> Aim of the exercise
Collect each line in the records below that contains the word "railing". Case matters.

Dataset items:
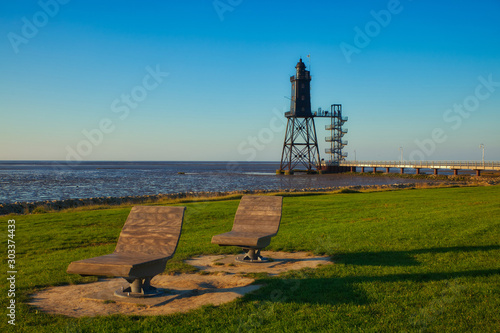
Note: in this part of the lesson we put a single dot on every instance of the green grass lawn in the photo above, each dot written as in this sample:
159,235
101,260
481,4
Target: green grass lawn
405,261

==

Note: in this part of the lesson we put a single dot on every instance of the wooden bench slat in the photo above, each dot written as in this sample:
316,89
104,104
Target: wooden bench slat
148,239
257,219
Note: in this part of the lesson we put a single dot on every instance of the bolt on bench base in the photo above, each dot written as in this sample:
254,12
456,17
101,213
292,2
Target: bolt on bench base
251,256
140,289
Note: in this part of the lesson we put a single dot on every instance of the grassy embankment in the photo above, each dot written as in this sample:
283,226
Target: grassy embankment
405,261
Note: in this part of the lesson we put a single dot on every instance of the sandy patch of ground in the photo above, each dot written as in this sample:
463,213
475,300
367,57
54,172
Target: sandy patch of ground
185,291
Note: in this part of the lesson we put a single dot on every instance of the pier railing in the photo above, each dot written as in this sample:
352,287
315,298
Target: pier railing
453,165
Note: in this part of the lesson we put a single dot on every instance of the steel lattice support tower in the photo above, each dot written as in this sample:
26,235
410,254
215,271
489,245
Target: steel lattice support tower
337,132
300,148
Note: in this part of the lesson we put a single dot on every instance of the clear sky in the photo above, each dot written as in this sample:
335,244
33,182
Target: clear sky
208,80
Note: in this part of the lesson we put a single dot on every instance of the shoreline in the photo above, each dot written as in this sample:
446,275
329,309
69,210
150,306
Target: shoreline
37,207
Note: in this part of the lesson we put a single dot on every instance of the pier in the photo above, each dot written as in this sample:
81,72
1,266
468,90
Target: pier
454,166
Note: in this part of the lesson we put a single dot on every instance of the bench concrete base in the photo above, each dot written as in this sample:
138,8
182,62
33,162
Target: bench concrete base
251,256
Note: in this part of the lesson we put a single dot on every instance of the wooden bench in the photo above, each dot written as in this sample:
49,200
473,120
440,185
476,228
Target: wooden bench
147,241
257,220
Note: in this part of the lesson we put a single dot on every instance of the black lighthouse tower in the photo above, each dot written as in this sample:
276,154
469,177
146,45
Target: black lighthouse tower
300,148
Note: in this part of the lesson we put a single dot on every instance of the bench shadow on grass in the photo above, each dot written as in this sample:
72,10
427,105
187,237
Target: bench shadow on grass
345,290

> Response to this exercise
Note: in this part of the lesson we put a single dot on every instance of the pier railing in the photo above, each dot written as in this sample:
Target: pier railing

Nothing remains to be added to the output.